**LISTA DE TAREAS:**
1. Según el fragmento sobre la sucesión presidencial argentina, ¿por qué no se cubrió el cargo de vicepresidente tras la renuncia de Alvarez? Responde en una a tres oraciones.
2. Prolonga el fragmento sobre la sucesión presidencial argentina a partir de su última oración.

**FRAGMENTO DEL DOCUMENTO:**
La renuncia de la fórmula Menem-Romero a participar en la segunda vuelta electoral, ante los pronósticos que aseguraban una catastrófica derrota, impidió al pueblo brindar apoyo político al nuevo gobierno. Empero, este reprochable comportamiento constituyó el colofón de un proceso lamentable, de una larga serie de abdicaciones, trapisondas y manipulaciones de las reglas que rigen la sucesión y la competencia democrática.
El vicepresidente Alvarez, designado por el pueblo para el período 1999-2003, renunció en octubre de 2000 por diferencias con el presidente. El cargo, cuya importancia institucional es mayúscula, no fue cubierto porque no le convenía al gobierno de entonces llamar a elecciones con ese objeto. En diciembre de 2001, el presidente De la Rúa renunció al cargo que el pueblo le había confiado hasta diciembre de 2003 "por la falta de apoyo político" de la principal fuerza de la oposición, de su partido y, sobre todo, de la población.
La Asamblea Legislativa, aplicando el artículo 88 de la Constitución nacional y la ley de acefalía, designó entonces a un gobernador de provincia como presidente provisional hasta el 5 de abril de 2002, llamó a elecciones generales para el 3 de marzo del mismo año e incluso incorporó para esas elecciones un método electoral claramente inconstitucional, pero que convenía a los intereses del justicialismo. A la semana, ese mandatario renunció por la falta de apoyo de los gobernadores justicialistas, y la Asamblea Legislativa designó como presidente provisional a un senador, pero ahora para completar el período de De la Rúa, hasta diciembre de 2003.
A los pocos meses, el presidente en ejercicio decidió el acortamiento de su mandato y llamó a elecciones para presidente y vicepresidente, primero para el 30 de marzo y luego para el 27 de abril de 2003, anticipando su renuncia para el 25 de mayo de 2003. Por fortuna, el Congreso de la Nación subsanó luego la evidente ausencia de facultades constitucionales del presidente en ejercicio para proceder de esa manera. Aceptó la renuncia presentada, dictando la ley 25.684, que convocó a elecciones para presidente y vicepresidente, y la ley 25.716, que modificó la ley de acefalía, 20.972, en términos de dudosa constitucionalidad, para permitir que el presidente elegido completara el período presidencial anterior sin que ello pudiera interpretarse como comienzo de un nuevo período. En buen romance, "convenía" que el ex presidente Menem pudiera presentarse a los comicios sin objeciones legales.

**DATOS PROPORCIONADOS:**
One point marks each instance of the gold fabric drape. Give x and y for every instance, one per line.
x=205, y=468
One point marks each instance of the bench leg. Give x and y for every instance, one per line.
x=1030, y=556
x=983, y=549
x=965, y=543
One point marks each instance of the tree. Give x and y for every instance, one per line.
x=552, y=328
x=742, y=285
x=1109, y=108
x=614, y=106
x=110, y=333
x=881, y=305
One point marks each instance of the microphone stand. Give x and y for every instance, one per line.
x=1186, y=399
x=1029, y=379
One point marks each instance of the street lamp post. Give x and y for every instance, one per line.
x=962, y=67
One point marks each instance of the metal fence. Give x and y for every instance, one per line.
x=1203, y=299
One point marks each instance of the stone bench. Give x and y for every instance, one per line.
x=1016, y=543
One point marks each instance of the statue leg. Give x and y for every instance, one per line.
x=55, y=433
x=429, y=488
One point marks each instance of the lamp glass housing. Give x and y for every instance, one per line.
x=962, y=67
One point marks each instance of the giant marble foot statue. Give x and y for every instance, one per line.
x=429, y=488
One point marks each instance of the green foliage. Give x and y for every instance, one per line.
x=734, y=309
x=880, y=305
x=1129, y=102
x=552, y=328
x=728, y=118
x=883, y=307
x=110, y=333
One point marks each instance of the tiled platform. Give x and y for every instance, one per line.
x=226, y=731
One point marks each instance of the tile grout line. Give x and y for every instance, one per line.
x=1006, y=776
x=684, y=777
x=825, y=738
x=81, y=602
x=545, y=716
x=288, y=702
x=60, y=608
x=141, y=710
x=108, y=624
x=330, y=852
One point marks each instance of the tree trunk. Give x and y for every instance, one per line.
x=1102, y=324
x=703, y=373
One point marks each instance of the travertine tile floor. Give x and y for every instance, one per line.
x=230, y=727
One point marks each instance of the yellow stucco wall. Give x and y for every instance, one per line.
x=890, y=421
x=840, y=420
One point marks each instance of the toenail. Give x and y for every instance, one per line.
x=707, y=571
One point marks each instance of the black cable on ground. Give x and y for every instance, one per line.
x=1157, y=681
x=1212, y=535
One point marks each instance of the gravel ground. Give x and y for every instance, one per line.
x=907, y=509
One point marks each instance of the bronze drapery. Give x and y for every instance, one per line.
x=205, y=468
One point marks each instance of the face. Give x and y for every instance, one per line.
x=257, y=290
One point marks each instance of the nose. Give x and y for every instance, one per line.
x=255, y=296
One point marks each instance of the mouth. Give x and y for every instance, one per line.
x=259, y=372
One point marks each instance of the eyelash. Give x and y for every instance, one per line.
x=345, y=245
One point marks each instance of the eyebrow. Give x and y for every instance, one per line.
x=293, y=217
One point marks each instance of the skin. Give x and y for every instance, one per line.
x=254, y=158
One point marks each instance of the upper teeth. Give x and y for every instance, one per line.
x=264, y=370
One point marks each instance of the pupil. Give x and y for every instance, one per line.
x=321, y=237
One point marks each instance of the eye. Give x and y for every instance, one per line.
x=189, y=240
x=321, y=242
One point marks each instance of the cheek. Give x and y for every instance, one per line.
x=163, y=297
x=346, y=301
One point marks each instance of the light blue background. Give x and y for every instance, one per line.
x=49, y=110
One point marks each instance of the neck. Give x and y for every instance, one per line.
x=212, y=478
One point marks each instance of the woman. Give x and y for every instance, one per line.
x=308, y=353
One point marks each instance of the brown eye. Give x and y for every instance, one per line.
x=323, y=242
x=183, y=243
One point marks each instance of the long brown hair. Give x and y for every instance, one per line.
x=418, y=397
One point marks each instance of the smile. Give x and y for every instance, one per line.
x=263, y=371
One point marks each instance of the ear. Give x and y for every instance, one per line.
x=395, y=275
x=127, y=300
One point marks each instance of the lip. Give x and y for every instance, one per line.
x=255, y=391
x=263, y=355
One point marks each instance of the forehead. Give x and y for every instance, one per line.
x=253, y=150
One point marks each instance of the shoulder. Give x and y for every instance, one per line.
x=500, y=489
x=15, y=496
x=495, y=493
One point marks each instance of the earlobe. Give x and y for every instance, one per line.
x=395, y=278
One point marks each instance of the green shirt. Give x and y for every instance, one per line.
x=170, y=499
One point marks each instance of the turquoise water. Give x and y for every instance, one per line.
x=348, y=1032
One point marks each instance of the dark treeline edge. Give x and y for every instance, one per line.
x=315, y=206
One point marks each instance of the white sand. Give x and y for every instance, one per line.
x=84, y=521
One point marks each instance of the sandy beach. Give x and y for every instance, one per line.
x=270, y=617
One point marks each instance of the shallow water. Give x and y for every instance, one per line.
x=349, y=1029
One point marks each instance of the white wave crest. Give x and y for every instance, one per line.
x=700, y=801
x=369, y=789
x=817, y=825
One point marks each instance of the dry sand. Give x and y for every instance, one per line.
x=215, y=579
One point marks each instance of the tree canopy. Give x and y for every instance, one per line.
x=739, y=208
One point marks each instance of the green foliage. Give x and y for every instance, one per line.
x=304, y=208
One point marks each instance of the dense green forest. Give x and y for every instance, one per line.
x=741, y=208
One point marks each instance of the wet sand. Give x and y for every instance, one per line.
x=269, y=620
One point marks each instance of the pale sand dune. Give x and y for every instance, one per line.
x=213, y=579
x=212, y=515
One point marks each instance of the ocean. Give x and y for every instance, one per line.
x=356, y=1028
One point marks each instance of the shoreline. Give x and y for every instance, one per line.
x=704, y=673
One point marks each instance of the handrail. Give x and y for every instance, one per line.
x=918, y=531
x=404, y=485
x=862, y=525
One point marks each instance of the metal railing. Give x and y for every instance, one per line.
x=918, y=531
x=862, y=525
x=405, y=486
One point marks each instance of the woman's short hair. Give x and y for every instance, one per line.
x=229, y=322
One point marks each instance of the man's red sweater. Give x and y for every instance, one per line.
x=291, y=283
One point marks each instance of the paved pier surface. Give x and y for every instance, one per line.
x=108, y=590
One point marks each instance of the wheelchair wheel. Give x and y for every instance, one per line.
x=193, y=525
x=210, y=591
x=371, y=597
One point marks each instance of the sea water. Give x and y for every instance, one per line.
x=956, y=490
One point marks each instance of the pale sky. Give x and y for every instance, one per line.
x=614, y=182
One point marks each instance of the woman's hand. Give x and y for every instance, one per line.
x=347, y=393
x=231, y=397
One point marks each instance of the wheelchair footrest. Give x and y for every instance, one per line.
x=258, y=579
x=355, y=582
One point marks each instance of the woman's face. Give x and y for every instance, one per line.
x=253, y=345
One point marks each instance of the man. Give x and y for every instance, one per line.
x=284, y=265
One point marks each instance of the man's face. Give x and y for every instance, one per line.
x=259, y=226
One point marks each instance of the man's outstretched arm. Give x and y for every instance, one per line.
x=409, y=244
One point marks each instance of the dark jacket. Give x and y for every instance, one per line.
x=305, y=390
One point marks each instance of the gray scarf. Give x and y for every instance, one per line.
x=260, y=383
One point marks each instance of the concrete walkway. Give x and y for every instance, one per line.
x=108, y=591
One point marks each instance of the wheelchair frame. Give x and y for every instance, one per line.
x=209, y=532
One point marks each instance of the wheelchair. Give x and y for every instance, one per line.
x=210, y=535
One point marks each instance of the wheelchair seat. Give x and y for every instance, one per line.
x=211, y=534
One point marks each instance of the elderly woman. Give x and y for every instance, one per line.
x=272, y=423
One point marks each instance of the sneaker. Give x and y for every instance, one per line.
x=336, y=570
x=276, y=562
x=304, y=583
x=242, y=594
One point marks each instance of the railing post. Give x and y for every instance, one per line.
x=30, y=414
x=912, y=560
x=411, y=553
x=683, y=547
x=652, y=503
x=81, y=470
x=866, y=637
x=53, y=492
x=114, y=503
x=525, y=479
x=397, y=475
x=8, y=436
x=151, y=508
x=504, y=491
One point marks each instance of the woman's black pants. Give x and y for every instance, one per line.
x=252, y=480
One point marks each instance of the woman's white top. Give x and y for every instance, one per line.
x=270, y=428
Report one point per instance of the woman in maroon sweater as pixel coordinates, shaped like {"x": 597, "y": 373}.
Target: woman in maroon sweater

**LAS RESPUESTAS:**
1. El cargo de vicepresidente quedó vacante después de que Alvarez renunciara en octubre de 2000. No se cubrió porque al gobierno de entonces no le convenía llamar a elecciones con ese objeto.

2.
Una de las escasísimas concreciones de la tan mentada reforma política fue la sanción de la ley 25.611, que incorporó la obligación de elecciones internas abiertas y simultáneas para que los partidos políticos seleccionaran sus candidatos a cargos electivos nacionales. Como el cumplimiento de esta obligación legal no le convenía a una importante fracción del Partido Justicialista, el Congreso suspendió su vigencia "por única vez" para permitir que los tres candidatos justicialistas concurrieran a la elección general bajo el sello de diferentes agrupaciones. De los partidos tradicionales, sólo uno realizó elecciones internas, que tuvieron lugar en medio de escandalosas acusaciones de fraude.
La campaña electoral estuvo, asimismo, preñada de sospechas sobre la limpieza de los comicios. Otra de las reglas electorales, como la prohibición de difundir proyecciones sobre el resultado de la elección hasta tres horas después de terminados los comicios, fue, por supuesto, violada por los medios de comunicación apenas cerró la última mesa. Incluso se llegó al inaudito extremo de fotografiar lo que ocurría dentro de algún cuarto oscuro.
Ante el adelantamiento de las elecciones presidenciales, cada distrito escogió a su antojo la fecha de elecciones para la renovación de autoridades locales, municipales y legisladores nacionales o, mejor dicho, de acuerdo con cómo se pensara que convendría a los intereses políticos de quien las convocaba. Así, la designación de la mitad de los diputados y del tercio de los senadores nacionales se va a realizar en sucesivas elecciones en cada provincia durante junio, agosto, septiembre y octubre próximos. Fácil es advertir el impacto negativo que ello acarreará sobre el funcionamiento del Congreso.
Las elecciones del 27 de abril arrojaron uno de los frutos posibles de la tortuosa alquimia electoral: las dos fórmulas más votadas fueron integradas por candidatos justicialistas, con lo que la segunda vuelta electoral quedó inevitablemente teñida de connotaciones de interna partidaria.
Esta increíble sucesión de renuncias, maniobras, marchas y contramarchas habla por sí sola del grado de adhesión a las instituciones y a las reglas preestablecidas. En este contexto se produjo la censurable declinación de la fórmula Menem-Romero a participar en la segunda vuelta. Empero, si se la analiza dentro del marco que acabo de describir, este comportamiento sigue la lógica de todo el conjunto: "Cumplo con las reglas si me conviene. De lo contrario las cambio, las modifico o, simplemente, las ignoro".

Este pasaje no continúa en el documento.